▶ _Task statement_: Output, please, every line from the line that holds "TARGET: dirt ground" to the end, exactly as written.

▶ _Task data_:
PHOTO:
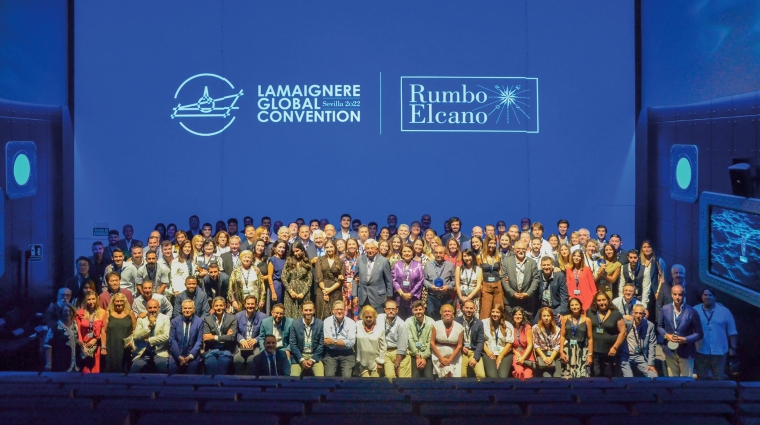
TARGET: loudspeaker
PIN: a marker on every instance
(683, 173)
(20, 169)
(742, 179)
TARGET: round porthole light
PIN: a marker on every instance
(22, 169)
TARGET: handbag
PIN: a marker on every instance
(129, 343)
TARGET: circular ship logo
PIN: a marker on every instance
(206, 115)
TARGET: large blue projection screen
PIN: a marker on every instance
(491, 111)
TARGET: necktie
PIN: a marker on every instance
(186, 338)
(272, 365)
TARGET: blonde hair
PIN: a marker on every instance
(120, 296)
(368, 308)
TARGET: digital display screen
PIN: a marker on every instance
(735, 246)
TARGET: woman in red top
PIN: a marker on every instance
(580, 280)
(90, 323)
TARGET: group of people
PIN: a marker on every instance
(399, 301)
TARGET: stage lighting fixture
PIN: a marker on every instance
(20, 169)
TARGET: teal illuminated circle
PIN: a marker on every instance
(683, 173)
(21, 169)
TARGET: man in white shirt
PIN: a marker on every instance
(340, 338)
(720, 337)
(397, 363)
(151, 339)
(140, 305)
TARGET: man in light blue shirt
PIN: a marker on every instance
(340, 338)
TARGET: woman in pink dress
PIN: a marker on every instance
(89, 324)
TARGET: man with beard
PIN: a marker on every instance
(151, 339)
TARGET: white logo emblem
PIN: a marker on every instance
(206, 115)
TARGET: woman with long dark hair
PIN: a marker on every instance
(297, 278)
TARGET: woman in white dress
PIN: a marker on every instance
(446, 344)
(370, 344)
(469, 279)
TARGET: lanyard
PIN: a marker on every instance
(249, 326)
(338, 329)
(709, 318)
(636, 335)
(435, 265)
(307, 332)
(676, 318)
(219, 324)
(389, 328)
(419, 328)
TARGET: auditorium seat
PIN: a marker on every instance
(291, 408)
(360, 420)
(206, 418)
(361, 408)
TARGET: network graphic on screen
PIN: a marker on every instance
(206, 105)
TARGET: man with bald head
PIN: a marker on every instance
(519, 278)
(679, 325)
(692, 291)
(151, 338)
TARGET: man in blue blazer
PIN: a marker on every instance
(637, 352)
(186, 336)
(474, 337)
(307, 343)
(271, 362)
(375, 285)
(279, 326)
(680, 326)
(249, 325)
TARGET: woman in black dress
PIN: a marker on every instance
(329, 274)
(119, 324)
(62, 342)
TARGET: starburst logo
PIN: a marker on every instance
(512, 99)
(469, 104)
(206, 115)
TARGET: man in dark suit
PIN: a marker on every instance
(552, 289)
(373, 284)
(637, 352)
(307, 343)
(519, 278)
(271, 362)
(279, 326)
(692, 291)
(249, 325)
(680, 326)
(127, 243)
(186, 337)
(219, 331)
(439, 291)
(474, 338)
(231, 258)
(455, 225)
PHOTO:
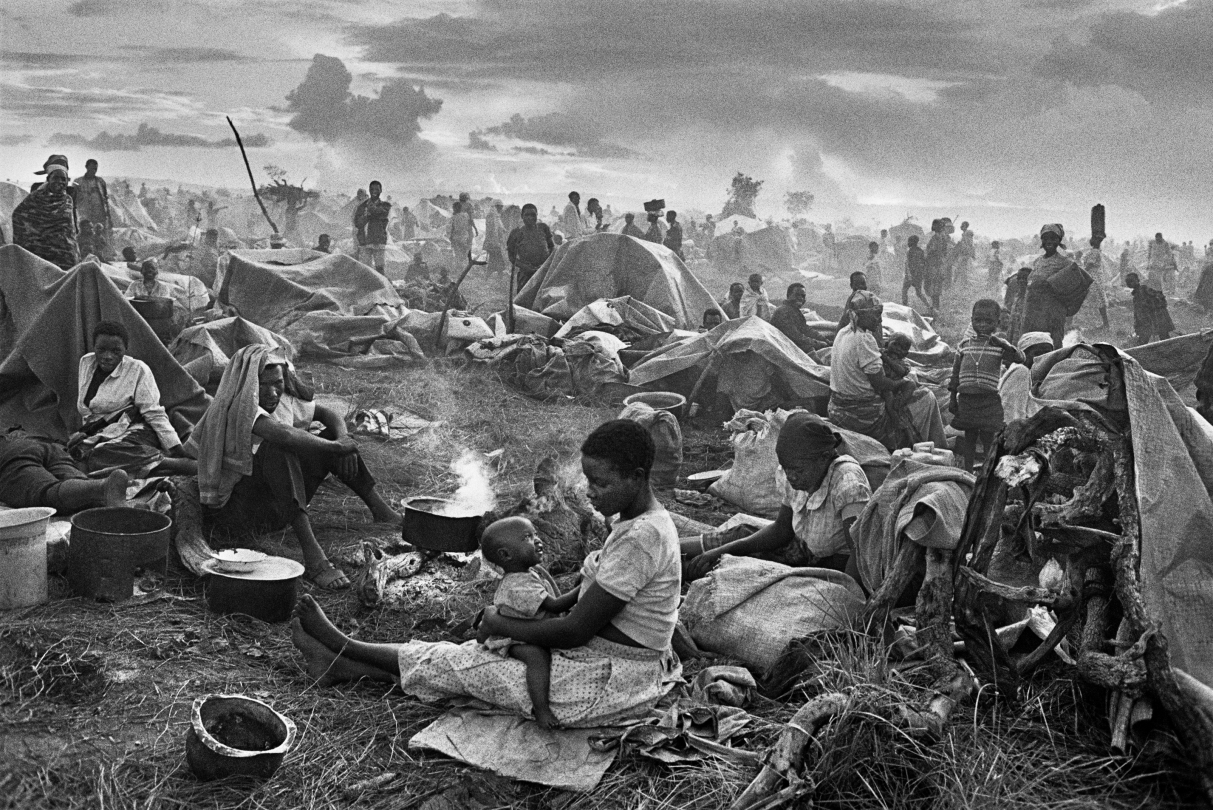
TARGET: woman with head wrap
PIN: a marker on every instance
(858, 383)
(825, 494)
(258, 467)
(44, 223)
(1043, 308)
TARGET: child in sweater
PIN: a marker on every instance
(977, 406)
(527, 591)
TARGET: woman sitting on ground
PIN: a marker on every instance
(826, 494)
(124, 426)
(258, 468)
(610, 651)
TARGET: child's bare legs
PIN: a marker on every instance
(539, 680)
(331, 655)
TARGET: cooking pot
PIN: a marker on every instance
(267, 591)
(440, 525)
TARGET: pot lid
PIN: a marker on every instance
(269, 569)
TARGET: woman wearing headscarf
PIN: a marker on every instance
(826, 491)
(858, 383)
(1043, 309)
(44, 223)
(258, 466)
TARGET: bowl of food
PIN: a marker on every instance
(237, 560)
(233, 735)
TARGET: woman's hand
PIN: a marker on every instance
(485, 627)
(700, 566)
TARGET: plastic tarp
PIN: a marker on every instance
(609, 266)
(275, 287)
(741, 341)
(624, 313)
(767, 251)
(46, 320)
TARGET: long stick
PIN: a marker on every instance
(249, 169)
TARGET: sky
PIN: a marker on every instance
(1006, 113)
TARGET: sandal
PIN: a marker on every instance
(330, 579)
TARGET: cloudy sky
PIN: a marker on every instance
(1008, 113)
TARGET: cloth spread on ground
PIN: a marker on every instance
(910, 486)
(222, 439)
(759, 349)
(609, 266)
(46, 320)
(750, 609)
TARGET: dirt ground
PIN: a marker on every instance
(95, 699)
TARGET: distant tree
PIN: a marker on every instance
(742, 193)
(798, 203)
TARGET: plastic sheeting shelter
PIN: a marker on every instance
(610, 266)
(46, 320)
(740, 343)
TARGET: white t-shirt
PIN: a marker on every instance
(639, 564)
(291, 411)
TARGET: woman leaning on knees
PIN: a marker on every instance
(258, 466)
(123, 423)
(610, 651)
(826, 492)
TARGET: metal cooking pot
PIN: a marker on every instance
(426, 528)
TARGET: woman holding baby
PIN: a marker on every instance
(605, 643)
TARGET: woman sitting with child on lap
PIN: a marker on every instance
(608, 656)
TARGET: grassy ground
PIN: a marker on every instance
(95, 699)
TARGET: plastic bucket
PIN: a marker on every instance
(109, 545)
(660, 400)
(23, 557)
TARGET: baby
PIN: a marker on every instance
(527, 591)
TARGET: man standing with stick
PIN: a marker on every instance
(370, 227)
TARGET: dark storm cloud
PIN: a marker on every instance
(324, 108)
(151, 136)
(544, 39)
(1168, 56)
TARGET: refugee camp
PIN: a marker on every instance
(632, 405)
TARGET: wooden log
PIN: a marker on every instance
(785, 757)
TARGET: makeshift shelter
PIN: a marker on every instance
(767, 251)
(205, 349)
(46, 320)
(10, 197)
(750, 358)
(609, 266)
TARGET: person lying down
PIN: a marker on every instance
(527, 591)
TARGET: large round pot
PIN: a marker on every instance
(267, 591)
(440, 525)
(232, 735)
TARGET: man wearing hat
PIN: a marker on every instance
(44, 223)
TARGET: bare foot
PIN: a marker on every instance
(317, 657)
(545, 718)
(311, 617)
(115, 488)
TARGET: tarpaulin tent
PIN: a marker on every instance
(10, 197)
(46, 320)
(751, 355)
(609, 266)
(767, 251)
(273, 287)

▶ _Answer to the exercise_:
TARGET: dirt ground
PIN: a marker on every instance
(95, 699)
TARGET: distant tree
PIN: a marker on every instance
(742, 193)
(798, 203)
TARGET: plastic sheeting shelter
PIN: a marker on every instance
(610, 266)
(46, 320)
(740, 343)
TARGET: white t-shirt
PIN: a marker on every instance
(639, 564)
(291, 411)
TARGET: woman leaning on knees
PIN: a marker on every instance
(258, 466)
(123, 423)
(610, 651)
(826, 492)
TARGET: metal cooking pot
PIN: a marker on every instance
(426, 528)
TARGET: woman holding baby
PIN: a marker on every instance
(605, 643)
TARGET: woman sitting with child on lap
PIN: a marker on every instance
(608, 656)
TARGET: grassy ground
PIN: a marker on every instance
(95, 699)
TARGET: plastic bucket
PIN: a marker on every instance
(109, 545)
(660, 400)
(23, 557)
TARGET: baby
PIN: a marker on every instance
(527, 591)
TARGET: man standing with stick
PIN: a marker on every instance
(370, 227)
TARGET: dark storm cloud
PIN: a marker on every instance
(324, 108)
(151, 136)
(544, 39)
(1168, 56)
TARGET: refugee camp
PIN: a marker on every instance
(632, 405)
TARGET: wooden log
PIN: a marker on every instance
(785, 757)
TARGET: makeshift shelter
PIN: a marker on every instance
(767, 251)
(205, 349)
(46, 320)
(10, 197)
(750, 358)
(609, 266)
TARGET: person lying down
PIN: a marker on every instance
(527, 591)
TARGET: large round pot
PIN: a marker on every instance
(267, 591)
(440, 525)
(232, 735)
TARGET: man wearing hat
PIN: a marker on every instance
(44, 223)
TARGET: bare foot
PIN: a marker on every instance
(317, 657)
(545, 718)
(311, 617)
(115, 488)
TARGET: tarpaulin tent
PIN: a marker on every instance
(10, 197)
(46, 320)
(751, 355)
(609, 266)
(767, 251)
(273, 287)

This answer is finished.